THE PROBLEM:
Without changing a single word, output each entry.

Records contained in a dataset
_ _ _ _ _ _ _

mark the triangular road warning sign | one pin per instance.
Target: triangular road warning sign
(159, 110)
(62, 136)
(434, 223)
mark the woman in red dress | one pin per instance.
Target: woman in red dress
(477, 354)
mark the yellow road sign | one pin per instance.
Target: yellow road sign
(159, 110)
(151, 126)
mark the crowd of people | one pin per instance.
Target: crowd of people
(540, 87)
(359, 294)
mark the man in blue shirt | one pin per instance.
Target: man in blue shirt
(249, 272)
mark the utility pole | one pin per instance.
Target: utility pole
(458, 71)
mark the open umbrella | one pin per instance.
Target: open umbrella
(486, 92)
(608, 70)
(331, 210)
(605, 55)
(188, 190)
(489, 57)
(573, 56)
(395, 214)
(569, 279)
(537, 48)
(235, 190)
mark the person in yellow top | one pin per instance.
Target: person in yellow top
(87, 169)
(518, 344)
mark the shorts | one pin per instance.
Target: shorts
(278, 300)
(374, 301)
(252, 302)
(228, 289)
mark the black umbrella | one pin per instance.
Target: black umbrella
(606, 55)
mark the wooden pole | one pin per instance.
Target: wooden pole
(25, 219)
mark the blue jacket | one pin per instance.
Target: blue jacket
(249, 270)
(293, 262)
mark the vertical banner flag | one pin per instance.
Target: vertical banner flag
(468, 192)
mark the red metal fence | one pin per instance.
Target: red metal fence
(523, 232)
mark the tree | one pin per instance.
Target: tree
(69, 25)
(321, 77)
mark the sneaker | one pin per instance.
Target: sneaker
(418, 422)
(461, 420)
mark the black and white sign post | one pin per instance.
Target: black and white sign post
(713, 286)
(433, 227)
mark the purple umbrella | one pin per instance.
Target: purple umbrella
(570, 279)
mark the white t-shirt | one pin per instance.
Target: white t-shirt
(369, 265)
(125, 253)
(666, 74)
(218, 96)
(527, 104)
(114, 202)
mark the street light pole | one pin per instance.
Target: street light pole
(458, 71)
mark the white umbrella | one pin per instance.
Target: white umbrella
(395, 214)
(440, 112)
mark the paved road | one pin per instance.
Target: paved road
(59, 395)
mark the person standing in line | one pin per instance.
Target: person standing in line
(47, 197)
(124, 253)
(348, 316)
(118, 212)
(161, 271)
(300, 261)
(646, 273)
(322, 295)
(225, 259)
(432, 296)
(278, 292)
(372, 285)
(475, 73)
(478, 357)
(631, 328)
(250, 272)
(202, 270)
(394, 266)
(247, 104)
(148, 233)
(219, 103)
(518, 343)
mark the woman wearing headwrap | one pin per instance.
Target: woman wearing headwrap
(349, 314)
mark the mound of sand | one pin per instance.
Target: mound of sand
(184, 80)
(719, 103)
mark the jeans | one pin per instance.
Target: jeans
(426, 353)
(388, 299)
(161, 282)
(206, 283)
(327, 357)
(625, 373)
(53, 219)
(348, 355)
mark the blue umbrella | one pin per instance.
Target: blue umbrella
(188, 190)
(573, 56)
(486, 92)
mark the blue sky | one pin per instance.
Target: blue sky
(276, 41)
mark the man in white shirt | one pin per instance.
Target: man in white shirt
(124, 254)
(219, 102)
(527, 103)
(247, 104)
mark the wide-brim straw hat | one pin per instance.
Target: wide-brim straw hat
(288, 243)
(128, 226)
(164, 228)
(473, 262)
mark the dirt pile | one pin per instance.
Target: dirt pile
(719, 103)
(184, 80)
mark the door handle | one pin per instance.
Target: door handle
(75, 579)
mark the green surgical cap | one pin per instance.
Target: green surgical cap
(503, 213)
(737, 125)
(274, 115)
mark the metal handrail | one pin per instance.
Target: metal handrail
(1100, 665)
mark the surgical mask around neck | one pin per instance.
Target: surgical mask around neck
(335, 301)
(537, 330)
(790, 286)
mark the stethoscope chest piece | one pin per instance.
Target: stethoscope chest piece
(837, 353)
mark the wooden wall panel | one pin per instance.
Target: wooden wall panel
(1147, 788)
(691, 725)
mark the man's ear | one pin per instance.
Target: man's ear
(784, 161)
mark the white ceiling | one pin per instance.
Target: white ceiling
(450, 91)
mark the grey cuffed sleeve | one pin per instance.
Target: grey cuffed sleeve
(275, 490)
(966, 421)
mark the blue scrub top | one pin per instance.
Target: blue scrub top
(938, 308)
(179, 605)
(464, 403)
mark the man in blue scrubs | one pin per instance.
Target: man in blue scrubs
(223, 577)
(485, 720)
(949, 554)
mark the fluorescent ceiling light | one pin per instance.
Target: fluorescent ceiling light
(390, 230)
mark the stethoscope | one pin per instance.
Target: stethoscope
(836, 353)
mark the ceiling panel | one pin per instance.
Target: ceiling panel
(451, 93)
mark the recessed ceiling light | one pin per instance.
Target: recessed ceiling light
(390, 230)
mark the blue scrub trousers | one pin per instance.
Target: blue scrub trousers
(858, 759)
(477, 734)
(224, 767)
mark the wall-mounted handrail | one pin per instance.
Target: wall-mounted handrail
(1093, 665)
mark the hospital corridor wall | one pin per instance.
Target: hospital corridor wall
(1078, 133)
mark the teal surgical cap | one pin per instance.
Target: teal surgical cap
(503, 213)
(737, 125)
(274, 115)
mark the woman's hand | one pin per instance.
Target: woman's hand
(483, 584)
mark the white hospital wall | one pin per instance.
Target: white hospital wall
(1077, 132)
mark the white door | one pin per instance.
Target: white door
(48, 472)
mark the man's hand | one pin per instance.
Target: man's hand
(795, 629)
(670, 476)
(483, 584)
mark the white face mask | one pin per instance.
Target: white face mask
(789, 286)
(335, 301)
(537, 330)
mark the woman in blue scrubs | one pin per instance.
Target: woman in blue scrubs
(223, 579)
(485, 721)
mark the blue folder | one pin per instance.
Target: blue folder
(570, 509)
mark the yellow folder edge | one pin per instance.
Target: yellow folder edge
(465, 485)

_ _ _ _ _ _ _

REPLY TO THE EXERCISE:
mark the triangular road warning sign | one pin per instance.
Target: triangular road warning sign
(159, 110)
(62, 136)
(434, 223)
mark the woman in red dress | one pin per instance.
Target: woman in red dress
(477, 354)
mark the yellow road sign | one pin per instance.
Target: yellow road sign
(159, 110)
(151, 126)
mark the crowd of people | one pin per instance.
Target: crowd of people
(540, 87)
(359, 294)
mark the man in blue shirt | one pin per instance.
Target: man in blue shirt
(249, 272)
mark the utility pole | one pin per instance.
Target: utility pole
(458, 71)
mark the open umbrella | one pin per instance.
Target: open umbrella
(486, 92)
(608, 70)
(331, 210)
(605, 55)
(188, 190)
(489, 57)
(573, 56)
(395, 214)
(569, 279)
(537, 48)
(235, 190)
mark the person in yellow top | one pin per instance.
Target: person in yellow top
(87, 169)
(518, 344)
mark the shorts | one pin per instance.
Target: shorts
(278, 300)
(374, 301)
(252, 302)
(228, 289)
mark the black umbrella | one pin per instance.
Target: black umbrella
(606, 55)
mark the wooden pole | one pin per instance.
Target: wooden pole
(25, 219)
mark the blue jacket | one pin per instance.
Target: blue jacket
(249, 270)
(293, 262)
mark the vertical banner flag | one pin per instance.
Target: vertical banner flag
(468, 192)
mark the red metal fence | one pin per instance.
Target: red metal fence
(523, 232)
mark the tree | one pin per instance.
Target: tree
(69, 25)
(321, 77)
mark the sneaker | one pin per instance.
Target: sneaker
(418, 422)
(461, 420)
mark the black and white sign post | one pin per instance.
Target: black and white sign post
(713, 286)
(433, 227)
mark the purple umbrella | one pin per instance.
Target: purple umbrella
(570, 279)
mark the white t-shirt | one pin per instance.
Target: white t-shirt
(369, 265)
(125, 253)
(666, 74)
(218, 96)
(527, 104)
(114, 202)
mark the street light pole | one pin per instance.
Target: street light pole
(458, 71)
mark the white umbrella | one pin per instance.
Target: white umbrella
(395, 214)
(440, 112)
mark the paved road | one pin per instance.
Target: paved road
(59, 395)
mark the person standing in line | one pin per instance.
Target: person standing in line
(47, 197)
(124, 253)
(348, 316)
(118, 212)
(161, 271)
(300, 261)
(646, 273)
(322, 295)
(225, 259)
(432, 296)
(278, 292)
(372, 285)
(475, 73)
(478, 357)
(631, 328)
(250, 272)
(202, 270)
(394, 266)
(247, 104)
(148, 233)
(219, 103)
(518, 343)
mark the woman wearing headwrap | one pin per instance.
Target: woman wearing headwrap
(349, 314)
mark the mound of sand | one pin per instance.
Target: mound of sand
(184, 80)
(719, 103)
mark the jeans | one pin per instance.
Target: jeans
(426, 353)
(388, 299)
(161, 282)
(206, 283)
(327, 357)
(625, 373)
(53, 219)
(348, 355)
mark the blue umbrella | one pin per instance.
Target: blue umbrella
(188, 190)
(573, 56)
(486, 92)
mark the blue sky | one pin per instance.
Target: blue sky
(276, 41)
mark the man in white shirt | one pin per instance.
Target: man in white shirt
(124, 254)
(219, 102)
(527, 103)
(247, 104)
mark the wide-brim straw hat | one pin per instance.
Target: wide-brim straw hat
(288, 243)
(128, 226)
(164, 228)
(473, 262)
mark the dirt pile | one pin per instance.
Target: dirt pile
(719, 103)
(184, 80)
mark the door handle | one pin per instance.
Target: door handle
(75, 579)
mark the green surgical cap | one pin per instance.
Target: green surgical cap
(503, 213)
(737, 125)
(274, 115)
mark the metal handrail | one pin per instance.
Target: metal handrail
(1100, 665)
mark the surgical mask around neck | one pin per instance.
Target: surgical mask around neck
(335, 301)
(537, 330)
(790, 286)
mark the stethoscope chest piece | one pin per instance.
Target: stethoscope chest piece
(837, 353)
mark the wooden wall panel | one pin per instance.
Target: wooden wall panel
(1147, 788)
(691, 725)
mark the man's ear | one pin per instance.
Target: man's ear
(784, 161)
mark the white ceiling | one pin per instance.
Target: white ceiling
(450, 91)
mark the grey cuffed sleeve | one pin per instance.
Target: grey cuffed sleeve
(275, 490)
(966, 421)
mark the blue scrub top | one pin per instance.
Target: blue scrub top
(938, 308)
(179, 605)
(464, 403)
mark the man in blue scrubs | one pin per instance.
Target: man in blue scrubs
(223, 577)
(485, 720)
(949, 554)
mark the fluorescent ceiling light | one pin per instance.
Target: fluorescent ceiling light
(390, 230)
mark the stethoscope | one pin per instance.
Target: stethoscope
(836, 353)
mark the ceiling panel | one pin per instance.
Target: ceiling panel
(451, 93)
mark the recessed ceiling light | one pin per instance.
Target: recessed ceiling light
(390, 230)
mark the blue scrub trousers | one pin per instance.
Target: blue scrub trousers
(858, 759)
(477, 734)
(224, 767)
mark the wall-mounted handrail | one pin per instance.
Target: wall-mounted handrail
(1093, 665)
mark the hospital corridor wall | one pin per instance.
Target: hospital corridor wall
(1078, 133)
mark the teal surgical cap | one pin per instance.
Target: teal surgical cap
(503, 213)
(737, 125)
(274, 115)
mark the woman's hand | one pin per instance.
Target: woman's hand
(483, 584)
mark the white hospital wall | one pin per instance.
Target: white hospital wall
(1077, 132)
mark the white door | one pin per instance.
Target: white door
(48, 472)
mark the man's hand | one pin per instance.
Target: man's hand
(795, 629)
(670, 476)
(483, 584)
mark the white face mask | one pin per instance.
Target: white face mask
(789, 286)
(335, 301)
(537, 330)
mark the woman in blue scrubs | one pin per instance.
Target: woman in blue scrubs
(223, 579)
(485, 721)
mark the blue folder | one pin per instance.
Target: blue folder
(570, 509)
mark the yellow folder edge | one pin per instance.
Target: yellow folder edge
(465, 485)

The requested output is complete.